SOURCE TEXT
From the year 1601 to 1651 the interest of money had been, by law, lower in France than in England; having been there reduced to six and half a per cent. in 1601; and here from ten to eight in 1624, and to six in 1660. After the results just stated, it is impossible to suppose that the high rate of interest in England proceeded from an absolute dearth of money, but altogether from a relative scarcity. Money applied to commerce brought home larger returns than when squandered away in pleasure; and as long as active demands for capital exceeded the quantity, capital was worth a high price. This must occur in every rapid development of industry, and we have witnessed similar effects in our own times. But the tendency is to make capital ultimately plentiful, and consequently cheap. This effect most amply took place as trade brought home due profits to England; for from the time abovementioned interest has been pretty uniformly decreasing to its present rate; while in France it has really undergone no further diminution to this hour, and has often returned to its former high prices.

GIVEN ENTRIES
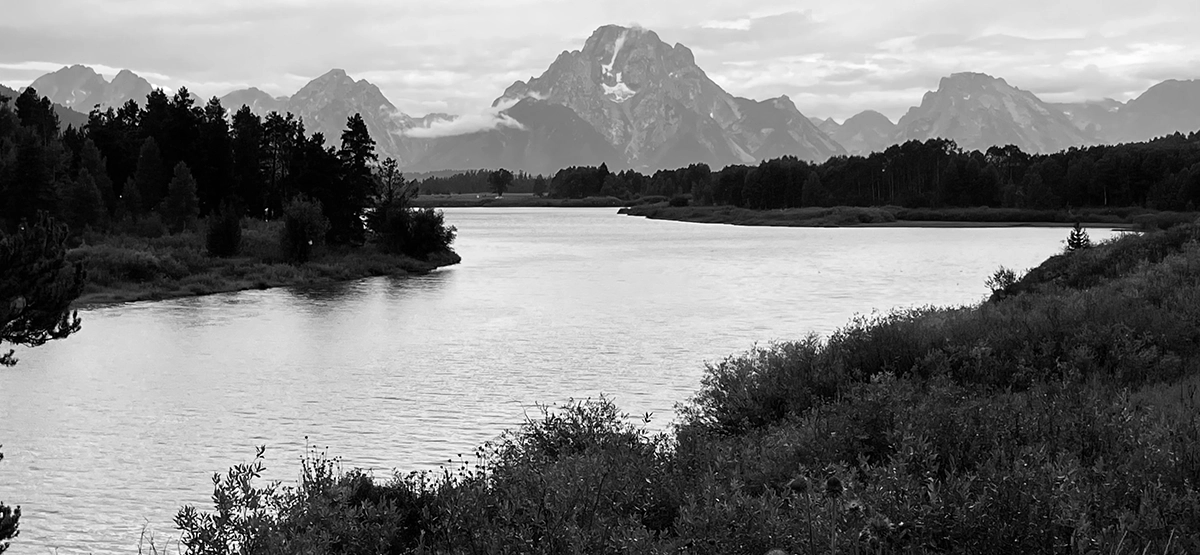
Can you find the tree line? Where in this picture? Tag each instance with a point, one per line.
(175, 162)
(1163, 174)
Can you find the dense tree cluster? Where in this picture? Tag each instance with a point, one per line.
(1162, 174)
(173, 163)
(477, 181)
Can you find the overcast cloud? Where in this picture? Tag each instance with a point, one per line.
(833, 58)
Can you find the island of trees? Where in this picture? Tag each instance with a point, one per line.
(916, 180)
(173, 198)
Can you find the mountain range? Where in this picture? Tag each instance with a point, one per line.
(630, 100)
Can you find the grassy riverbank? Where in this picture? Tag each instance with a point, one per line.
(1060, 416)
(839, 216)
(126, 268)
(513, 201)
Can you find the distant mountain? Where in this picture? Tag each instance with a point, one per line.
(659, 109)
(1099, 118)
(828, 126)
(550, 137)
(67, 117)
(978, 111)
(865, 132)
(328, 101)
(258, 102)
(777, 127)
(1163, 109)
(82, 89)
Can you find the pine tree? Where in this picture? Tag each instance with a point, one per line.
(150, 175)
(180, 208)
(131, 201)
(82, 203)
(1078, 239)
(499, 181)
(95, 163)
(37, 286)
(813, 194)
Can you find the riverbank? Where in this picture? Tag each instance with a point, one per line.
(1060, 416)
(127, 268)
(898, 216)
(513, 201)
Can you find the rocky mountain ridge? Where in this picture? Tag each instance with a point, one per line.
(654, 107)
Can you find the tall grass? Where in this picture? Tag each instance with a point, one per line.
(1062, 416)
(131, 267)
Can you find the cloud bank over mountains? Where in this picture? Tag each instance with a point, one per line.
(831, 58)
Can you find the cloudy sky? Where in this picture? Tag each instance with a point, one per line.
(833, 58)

---

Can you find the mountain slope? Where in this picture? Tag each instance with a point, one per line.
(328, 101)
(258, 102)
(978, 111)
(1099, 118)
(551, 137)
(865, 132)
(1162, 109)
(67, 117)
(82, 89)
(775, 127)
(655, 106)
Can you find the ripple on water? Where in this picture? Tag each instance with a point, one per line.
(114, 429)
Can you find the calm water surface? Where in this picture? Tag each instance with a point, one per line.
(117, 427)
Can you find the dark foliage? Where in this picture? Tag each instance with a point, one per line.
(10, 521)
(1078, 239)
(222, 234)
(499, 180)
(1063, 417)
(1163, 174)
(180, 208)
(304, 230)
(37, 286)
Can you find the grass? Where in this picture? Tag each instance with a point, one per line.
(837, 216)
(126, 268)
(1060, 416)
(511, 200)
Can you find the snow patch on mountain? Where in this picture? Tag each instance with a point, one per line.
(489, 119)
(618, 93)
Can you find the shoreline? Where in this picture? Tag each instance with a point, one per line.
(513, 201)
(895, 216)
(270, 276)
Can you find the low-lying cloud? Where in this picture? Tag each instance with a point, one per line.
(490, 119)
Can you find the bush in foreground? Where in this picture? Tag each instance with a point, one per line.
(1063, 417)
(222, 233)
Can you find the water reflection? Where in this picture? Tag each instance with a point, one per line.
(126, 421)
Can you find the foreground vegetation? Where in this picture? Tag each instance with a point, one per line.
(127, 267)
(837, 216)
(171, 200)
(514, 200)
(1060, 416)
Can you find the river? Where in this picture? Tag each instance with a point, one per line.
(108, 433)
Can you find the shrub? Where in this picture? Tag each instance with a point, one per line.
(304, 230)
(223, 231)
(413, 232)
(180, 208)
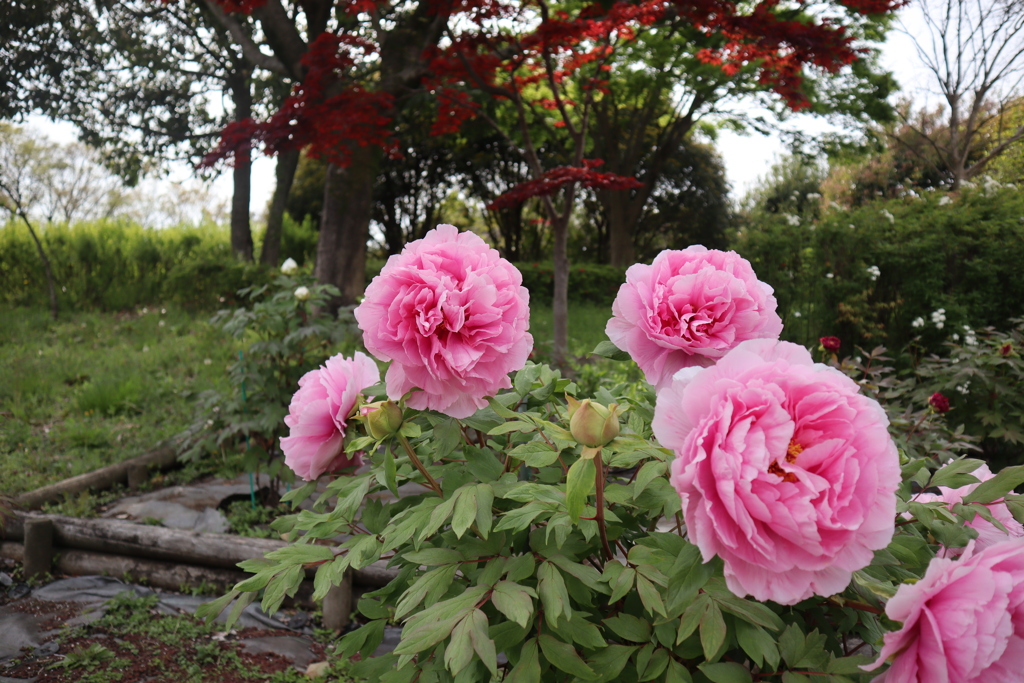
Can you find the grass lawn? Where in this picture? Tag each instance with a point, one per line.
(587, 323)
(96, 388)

==

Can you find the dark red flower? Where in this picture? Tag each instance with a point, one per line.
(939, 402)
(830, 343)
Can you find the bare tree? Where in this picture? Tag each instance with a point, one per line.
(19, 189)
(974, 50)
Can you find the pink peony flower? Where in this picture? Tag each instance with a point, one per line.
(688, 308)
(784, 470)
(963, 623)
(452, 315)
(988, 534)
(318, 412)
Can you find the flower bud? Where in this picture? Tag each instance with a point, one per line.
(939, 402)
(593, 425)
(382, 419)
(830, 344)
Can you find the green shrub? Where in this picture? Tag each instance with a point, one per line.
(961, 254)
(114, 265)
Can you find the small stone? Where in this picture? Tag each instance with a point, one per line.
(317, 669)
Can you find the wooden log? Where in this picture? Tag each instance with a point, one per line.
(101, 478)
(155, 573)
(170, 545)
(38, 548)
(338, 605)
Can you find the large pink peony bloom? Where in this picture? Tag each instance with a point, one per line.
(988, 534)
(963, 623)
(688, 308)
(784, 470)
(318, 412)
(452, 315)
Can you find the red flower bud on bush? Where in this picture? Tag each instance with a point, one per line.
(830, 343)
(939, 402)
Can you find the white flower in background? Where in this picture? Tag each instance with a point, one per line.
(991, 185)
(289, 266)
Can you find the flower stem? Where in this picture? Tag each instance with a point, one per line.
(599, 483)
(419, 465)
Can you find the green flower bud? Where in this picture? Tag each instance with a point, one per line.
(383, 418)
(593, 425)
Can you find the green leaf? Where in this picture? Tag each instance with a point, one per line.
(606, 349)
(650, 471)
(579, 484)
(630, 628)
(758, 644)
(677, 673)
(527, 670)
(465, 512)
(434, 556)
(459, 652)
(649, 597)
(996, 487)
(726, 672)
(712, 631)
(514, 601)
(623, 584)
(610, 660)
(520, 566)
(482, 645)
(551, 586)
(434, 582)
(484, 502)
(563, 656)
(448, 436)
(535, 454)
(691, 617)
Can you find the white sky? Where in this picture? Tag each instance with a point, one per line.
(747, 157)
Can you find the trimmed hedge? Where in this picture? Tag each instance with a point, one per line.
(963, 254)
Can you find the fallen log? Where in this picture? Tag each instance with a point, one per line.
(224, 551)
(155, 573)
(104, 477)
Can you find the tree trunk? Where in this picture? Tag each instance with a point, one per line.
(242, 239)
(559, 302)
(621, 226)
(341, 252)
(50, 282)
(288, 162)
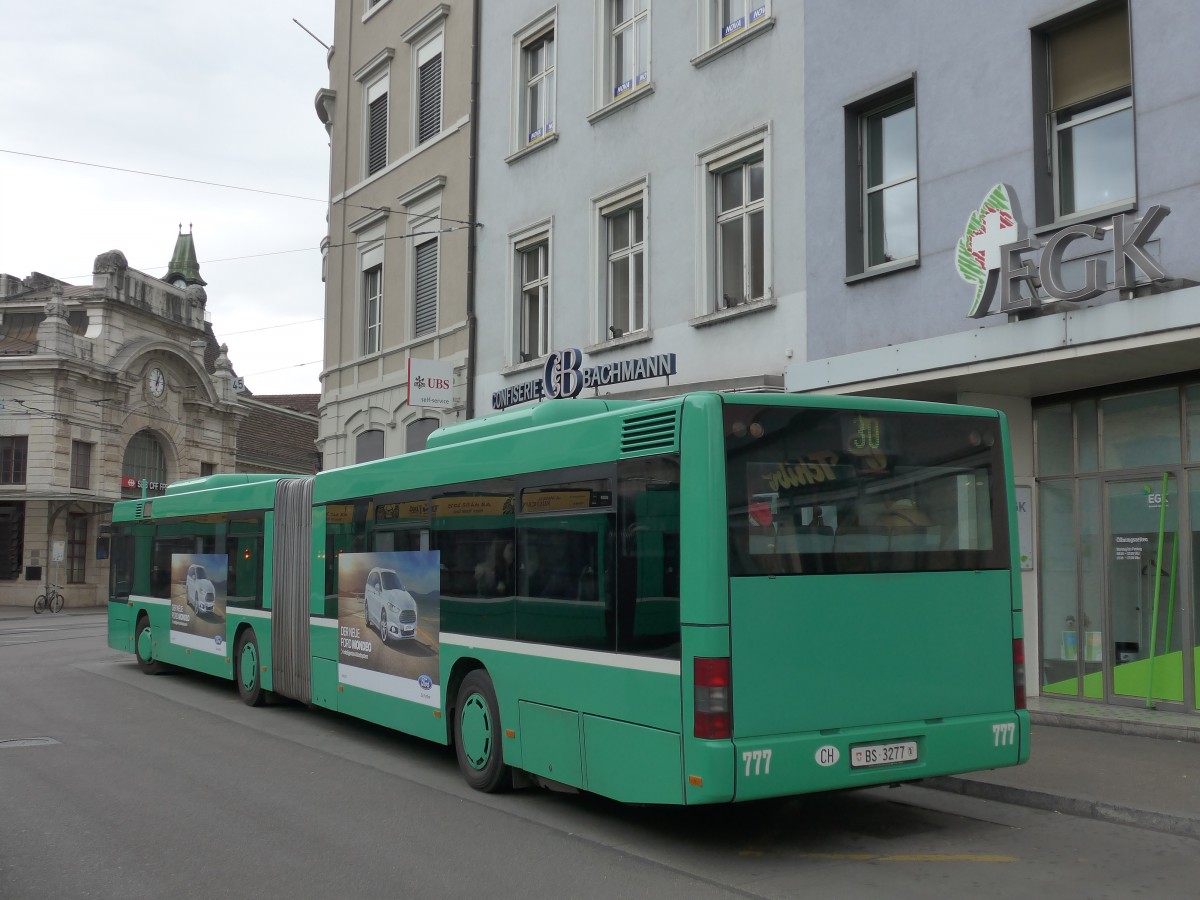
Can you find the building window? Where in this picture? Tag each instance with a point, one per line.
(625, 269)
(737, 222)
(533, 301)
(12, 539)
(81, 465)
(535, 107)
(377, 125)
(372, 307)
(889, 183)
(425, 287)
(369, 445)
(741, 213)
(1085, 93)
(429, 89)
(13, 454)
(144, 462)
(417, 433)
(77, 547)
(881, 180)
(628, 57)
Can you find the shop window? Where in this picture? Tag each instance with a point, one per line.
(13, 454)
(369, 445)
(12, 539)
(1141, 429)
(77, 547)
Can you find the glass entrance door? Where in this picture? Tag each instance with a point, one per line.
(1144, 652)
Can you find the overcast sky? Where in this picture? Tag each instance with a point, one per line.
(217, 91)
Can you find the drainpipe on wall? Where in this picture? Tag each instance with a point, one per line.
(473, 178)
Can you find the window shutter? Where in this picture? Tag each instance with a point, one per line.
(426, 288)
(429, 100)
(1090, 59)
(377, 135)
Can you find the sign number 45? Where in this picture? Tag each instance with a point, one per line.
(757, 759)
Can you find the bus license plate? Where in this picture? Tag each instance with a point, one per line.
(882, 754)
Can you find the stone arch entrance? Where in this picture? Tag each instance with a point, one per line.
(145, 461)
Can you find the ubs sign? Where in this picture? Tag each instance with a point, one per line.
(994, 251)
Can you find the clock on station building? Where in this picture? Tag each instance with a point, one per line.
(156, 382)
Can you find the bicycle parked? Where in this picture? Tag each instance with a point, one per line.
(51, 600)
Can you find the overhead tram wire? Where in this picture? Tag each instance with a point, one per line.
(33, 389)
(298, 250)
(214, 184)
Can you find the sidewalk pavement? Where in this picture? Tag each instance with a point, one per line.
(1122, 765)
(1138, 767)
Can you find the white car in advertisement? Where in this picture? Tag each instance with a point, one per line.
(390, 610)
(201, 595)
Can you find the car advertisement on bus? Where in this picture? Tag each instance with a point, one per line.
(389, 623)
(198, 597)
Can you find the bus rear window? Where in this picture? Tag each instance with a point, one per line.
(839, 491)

YOUR INSTRUCTIONS
Carry the passage on interest rates in France and England forward from its last sentence. The records come from a different source than the text.

RESULT FOR THIS TASK
The year 1660 was remarkable, not only for the reduction of interest, but for the establishment of the Royal Society, to which, says Voltaire, the world owes the recent discoveries upon light, the principles of gravitation, the motion of the fixed stars, transcendant geometry, with many other discoveries which in this respect entitles this age to be called the age of the English as much as of Lewis XIV:-We think much more so.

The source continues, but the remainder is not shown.